__Exercise set__.
- 1) Please decide whether each statement agrees with the market report, answering yes or no and quoting the words of the report that settle it. (a) The Federal Reserve raised rates three times last year. (b) The yield on the 10-year U.S. Treasury closed Wednesday at its high of 2.59%. (c) China holds $1.2 trillion in U.S. debt.
- 2) Summarize the market report in two sentences.

__Source excerpt__.
--

By John Persinos on January 11, 2018

Investors on Thursday put aside their bond market anxieties. For now.

U.S. stocks hit new highs today. The Dow Jones Industrial Average, S&P 500 and Nasdaq all ended in the green. The rally was broad-based.

Health and technology were the top performing sectors. The market continues to reward firms that deliver innovation. If you seek new growth opportunities, bet on breakthrough tech. Even in this frothy market, the “disruptors” should outperform.

Worries that China would halt U.S. bond purchases eased on Thursday. Investors turned their attention to earnings. Fourth-quarter results are expected to be strong. The earnings season kicks off Friday. Big banks will stand and deliver.

Animal spirits returned to the markets. Interest rate fears took a back seat. But don’t kid yourself. Those risks haven’t gone away.

The great unwinding…

At the top of your list of worries, put monetary policy.

The Federal Reserve raised rates three times last year. The Fed expects three more rate increases for 2018. Some analysts forecast at least four hikes.

For nearly 10 years, central banks have been the biggest buyers of bonds. Interest rates fell. Stocks soared. Now, the party is ending.

Rich nations began amassing bonds in the wake of the global financial meltdown. The goal: keep a full-blown depression at bay. It worked. But now, that money is getting sucked out of the system.

Investors fret that the global economy may overheat. Inflation could prompt central banks to tighten more than expected.

In recent weeks, investors have been dumping bonds. This retreat pushed the yield on the benchmark 10-year U.S. Treasury bill to a high of 2.59% on Wednesday, before easing to 2.55%. That’s near the four-year-high of 2.63% in March.

On Wednesday, China said it might curtail its purchases of U.S. Treasury bonds. The country holds $1.2 trillion in U.S. debt. Stocks posted their first down day of the year.

--

__Photo labels with bounding boxes__.
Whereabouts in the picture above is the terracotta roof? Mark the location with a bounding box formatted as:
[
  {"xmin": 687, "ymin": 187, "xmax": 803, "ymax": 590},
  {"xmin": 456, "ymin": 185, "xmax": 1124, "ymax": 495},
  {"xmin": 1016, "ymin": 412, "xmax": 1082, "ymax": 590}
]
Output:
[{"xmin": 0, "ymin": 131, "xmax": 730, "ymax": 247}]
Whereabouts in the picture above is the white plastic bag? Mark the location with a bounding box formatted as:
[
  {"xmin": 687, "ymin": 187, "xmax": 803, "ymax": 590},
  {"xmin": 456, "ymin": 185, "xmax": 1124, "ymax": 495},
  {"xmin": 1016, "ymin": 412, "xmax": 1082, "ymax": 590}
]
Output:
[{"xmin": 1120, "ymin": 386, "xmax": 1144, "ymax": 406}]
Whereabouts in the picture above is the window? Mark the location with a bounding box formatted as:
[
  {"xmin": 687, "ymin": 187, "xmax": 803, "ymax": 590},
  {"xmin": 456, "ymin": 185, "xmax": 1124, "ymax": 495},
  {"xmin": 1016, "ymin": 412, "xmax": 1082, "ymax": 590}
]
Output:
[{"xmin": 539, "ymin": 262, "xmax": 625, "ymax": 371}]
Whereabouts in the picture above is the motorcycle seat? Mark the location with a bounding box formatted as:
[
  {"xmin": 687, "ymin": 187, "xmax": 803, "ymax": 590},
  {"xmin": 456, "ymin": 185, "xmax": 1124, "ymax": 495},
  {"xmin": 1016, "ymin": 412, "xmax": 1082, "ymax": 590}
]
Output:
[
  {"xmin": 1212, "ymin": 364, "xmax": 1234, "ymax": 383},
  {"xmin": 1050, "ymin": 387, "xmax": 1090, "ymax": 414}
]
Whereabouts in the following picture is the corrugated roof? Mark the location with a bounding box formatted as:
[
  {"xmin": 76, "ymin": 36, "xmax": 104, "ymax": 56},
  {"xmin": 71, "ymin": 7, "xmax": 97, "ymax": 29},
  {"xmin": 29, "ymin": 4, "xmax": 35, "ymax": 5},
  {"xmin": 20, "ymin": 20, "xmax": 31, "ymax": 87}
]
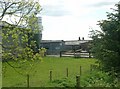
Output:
[
  {"xmin": 41, "ymin": 40, "xmax": 63, "ymax": 43},
  {"xmin": 65, "ymin": 40, "xmax": 88, "ymax": 45}
]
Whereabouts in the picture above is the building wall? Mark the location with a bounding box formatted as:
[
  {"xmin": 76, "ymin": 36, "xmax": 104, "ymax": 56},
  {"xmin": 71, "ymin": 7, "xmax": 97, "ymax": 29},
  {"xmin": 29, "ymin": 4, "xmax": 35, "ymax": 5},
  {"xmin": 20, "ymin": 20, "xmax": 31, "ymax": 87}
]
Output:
[{"xmin": 41, "ymin": 42, "xmax": 64, "ymax": 55}]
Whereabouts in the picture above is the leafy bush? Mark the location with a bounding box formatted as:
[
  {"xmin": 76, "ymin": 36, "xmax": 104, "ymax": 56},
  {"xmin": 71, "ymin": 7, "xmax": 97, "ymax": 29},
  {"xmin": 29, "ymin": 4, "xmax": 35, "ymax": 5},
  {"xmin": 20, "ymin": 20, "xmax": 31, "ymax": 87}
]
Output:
[{"xmin": 81, "ymin": 70, "xmax": 119, "ymax": 87}]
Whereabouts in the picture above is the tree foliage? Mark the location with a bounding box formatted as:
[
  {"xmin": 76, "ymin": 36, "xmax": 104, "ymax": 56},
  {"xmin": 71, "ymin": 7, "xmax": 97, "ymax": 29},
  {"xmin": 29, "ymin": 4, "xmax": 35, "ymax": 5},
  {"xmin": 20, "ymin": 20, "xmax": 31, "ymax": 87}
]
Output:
[
  {"xmin": 0, "ymin": 0, "xmax": 44, "ymax": 74},
  {"xmin": 90, "ymin": 4, "xmax": 120, "ymax": 73}
]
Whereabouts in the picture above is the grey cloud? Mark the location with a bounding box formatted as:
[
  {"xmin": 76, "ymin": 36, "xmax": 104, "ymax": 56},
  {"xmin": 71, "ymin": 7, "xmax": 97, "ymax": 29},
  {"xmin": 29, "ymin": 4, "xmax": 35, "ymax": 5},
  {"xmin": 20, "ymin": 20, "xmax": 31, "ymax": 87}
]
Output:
[{"xmin": 41, "ymin": 5, "xmax": 71, "ymax": 16}]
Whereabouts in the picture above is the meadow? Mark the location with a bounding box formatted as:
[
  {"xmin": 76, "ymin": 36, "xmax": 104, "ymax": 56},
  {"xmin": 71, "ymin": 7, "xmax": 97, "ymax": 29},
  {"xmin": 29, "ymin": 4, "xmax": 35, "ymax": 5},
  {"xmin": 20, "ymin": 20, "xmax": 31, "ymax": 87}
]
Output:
[{"xmin": 2, "ymin": 57, "xmax": 96, "ymax": 87}]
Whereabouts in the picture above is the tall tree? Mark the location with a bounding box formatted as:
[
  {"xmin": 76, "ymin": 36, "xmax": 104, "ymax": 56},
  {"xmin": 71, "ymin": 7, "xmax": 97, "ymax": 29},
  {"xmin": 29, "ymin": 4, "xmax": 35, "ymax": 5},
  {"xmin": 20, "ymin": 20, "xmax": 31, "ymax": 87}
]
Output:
[
  {"xmin": 0, "ymin": 0, "xmax": 41, "ymax": 74},
  {"xmin": 91, "ymin": 3, "xmax": 120, "ymax": 73}
]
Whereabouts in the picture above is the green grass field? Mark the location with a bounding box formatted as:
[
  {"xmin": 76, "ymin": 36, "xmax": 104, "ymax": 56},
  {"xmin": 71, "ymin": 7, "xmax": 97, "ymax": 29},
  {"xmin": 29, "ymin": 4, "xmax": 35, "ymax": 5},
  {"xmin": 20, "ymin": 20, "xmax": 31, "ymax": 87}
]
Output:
[{"xmin": 2, "ymin": 57, "xmax": 96, "ymax": 87}]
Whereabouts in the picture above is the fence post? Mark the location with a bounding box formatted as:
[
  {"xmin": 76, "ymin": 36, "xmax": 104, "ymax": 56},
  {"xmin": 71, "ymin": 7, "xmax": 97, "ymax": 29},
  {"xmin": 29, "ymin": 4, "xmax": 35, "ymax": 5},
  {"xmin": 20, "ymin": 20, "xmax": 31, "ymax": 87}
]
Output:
[
  {"xmin": 76, "ymin": 75, "xmax": 80, "ymax": 88},
  {"xmin": 27, "ymin": 74, "xmax": 30, "ymax": 87},
  {"xmin": 66, "ymin": 68, "xmax": 68, "ymax": 77},
  {"xmin": 80, "ymin": 66, "xmax": 82, "ymax": 75},
  {"xmin": 89, "ymin": 52, "xmax": 91, "ymax": 58},
  {"xmin": 60, "ymin": 51, "xmax": 62, "ymax": 57},
  {"xmin": 90, "ymin": 64, "xmax": 93, "ymax": 72},
  {"xmin": 50, "ymin": 70, "xmax": 52, "ymax": 82}
]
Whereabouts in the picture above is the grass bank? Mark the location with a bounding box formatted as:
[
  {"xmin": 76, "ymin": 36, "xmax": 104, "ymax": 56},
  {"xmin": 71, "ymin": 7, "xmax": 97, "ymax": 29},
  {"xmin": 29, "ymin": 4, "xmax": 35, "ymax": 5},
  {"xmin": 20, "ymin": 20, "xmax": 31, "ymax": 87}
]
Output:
[{"xmin": 2, "ymin": 57, "xmax": 96, "ymax": 87}]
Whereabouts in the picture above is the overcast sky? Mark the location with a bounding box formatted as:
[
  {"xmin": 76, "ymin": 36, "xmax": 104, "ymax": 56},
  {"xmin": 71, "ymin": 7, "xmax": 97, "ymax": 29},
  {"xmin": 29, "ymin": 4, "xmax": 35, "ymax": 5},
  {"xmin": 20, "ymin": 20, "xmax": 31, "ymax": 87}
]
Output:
[{"xmin": 39, "ymin": 0, "xmax": 119, "ymax": 40}]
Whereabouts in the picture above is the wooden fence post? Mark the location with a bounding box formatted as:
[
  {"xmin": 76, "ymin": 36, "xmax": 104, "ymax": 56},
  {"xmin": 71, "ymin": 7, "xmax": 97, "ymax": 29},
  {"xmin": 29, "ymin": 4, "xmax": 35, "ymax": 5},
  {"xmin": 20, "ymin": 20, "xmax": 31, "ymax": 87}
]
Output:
[
  {"xmin": 76, "ymin": 75, "xmax": 80, "ymax": 88},
  {"xmin": 50, "ymin": 70, "xmax": 52, "ymax": 82},
  {"xmin": 60, "ymin": 51, "xmax": 62, "ymax": 57},
  {"xmin": 27, "ymin": 74, "xmax": 30, "ymax": 87},
  {"xmin": 80, "ymin": 66, "xmax": 82, "ymax": 75},
  {"xmin": 90, "ymin": 64, "xmax": 93, "ymax": 72},
  {"xmin": 66, "ymin": 68, "xmax": 68, "ymax": 77}
]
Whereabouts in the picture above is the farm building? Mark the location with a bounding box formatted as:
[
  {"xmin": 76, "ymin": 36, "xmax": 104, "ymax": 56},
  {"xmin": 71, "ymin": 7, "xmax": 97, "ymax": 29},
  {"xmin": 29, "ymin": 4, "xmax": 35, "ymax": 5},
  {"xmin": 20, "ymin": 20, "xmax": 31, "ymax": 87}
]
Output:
[{"xmin": 40, "ymin": 40, "xmax": 89, "ymax": 55}]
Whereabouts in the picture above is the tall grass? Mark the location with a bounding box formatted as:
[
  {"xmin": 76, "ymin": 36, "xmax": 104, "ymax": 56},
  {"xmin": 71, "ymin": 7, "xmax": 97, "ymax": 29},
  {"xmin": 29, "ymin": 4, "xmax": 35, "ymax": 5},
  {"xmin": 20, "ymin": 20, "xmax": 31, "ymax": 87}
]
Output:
[{"xmin": 2, "ymin": 57, "xmax": 96, "ymax": 87}]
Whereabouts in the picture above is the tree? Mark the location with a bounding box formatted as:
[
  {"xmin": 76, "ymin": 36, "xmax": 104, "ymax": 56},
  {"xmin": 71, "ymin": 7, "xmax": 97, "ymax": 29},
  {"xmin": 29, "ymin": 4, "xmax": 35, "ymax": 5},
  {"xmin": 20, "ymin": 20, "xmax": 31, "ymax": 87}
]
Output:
[
  {"xmin": 90, "ymin": 4, "xmax": 120, "ymax": 74},
  {"xmin": 0, "ymin": 0, "xmax": 41, "ymax": 74}
]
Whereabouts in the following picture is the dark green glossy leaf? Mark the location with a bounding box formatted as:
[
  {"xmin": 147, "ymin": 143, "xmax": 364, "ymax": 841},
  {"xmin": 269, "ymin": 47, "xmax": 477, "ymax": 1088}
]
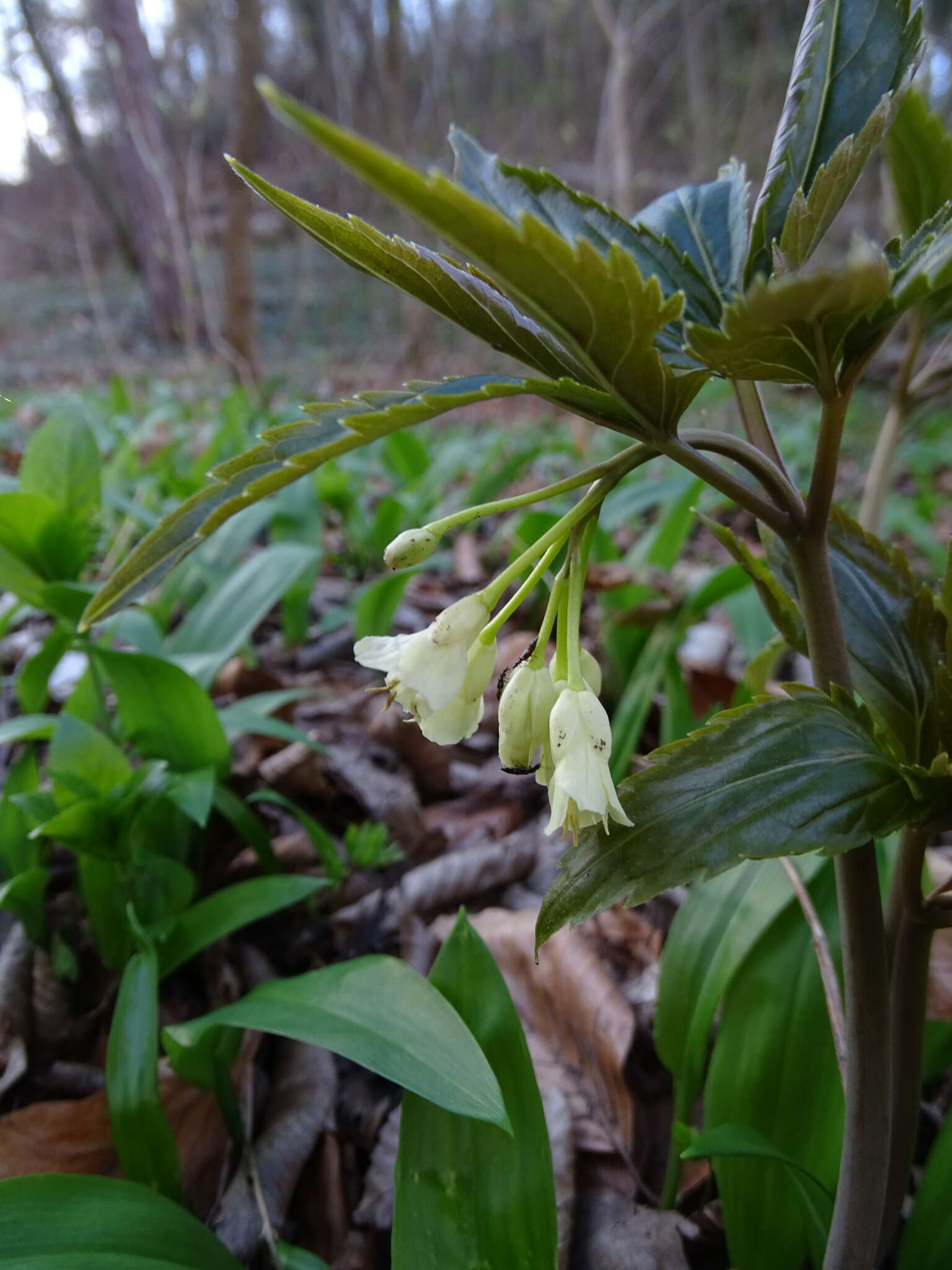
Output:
[
  {"xmin": 159, "ymin": 876, "xmax": 327, "ymax": 978},
  {"xmin": 682, "ymin": 1124, "xmax": 832, "ymax": 1266},
  {"xmin": 896, "ymin": 1097, "xmax": 952, "ymax": 1270},
  {"xmin": 537, "ymin": 685, "xmax": 917, "ymax": 944},
  {"xmin": 263, "ymin": 84, "xmax": 705, "ymax": 434},
  {"xmin": 687, "ymin": 250, "xmax": 891, "ymax": 391},
  {"xmin": 231, "ymin": 160, "xmax": 585, "ymax": 380},
  {"xmin": 654, "ymin": 856, "xmax": 822, "ymax": 1158},
  {"xmin": 886, "ymin": 87, "xmax": 952, "ymax": 238},
  {"xmin": 164, "ymin": 956, "xmax": 509, "ymax": 1129},
  {"xmin": 0, "ymin": 1173, "xmax": 241, "ymax": 1270},
  {"xmin": 105, "ymin": 945, "xmax": 182, "ymax": 1199},
  {"xmin": 93, "ymin": 647, "xmax": 231, "ymax": 775},
  {"xmin": 392, "ymin": 913, "xmax": 558, "ymax": 1270},
  {"xmin": 746, "ymin": 0, "xmax": 922, "ymax": 281},
  {"xmin": 705, "ymin": 864, "xmax": 843, "ymax": 1270},
  {"xmin": 80, "ymin": 375, "xmax": 566, "ymax": 629},
  {"xmin": 769, "ymin": 508, "xmax": 946, "ymax": 766}
]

--

__Solutions for each task__.
- 1)
(a) Yes: "The Federal Reserve raised rates three times last year."
(b) No: "pushed the yield on the benchmark 10-year U.S. Treasury bill to a high of 2.59% on Wednesday, before easing to 2.55%."
(c) Yes: "The country holds $1.2 trillion in U.S. debt."

- 2) U.S. stocks hit new highs on Thursday in a broad rally led by health and technology, as worries that China would halt U.S. bond purchases eased and investors turned to the coming earnings season. The report warns that interest rate risks have not gone away, pointing to further expected Fed rate increases, central banks pulling back the money they put into bonds, and a rising 10-year Treasury yield.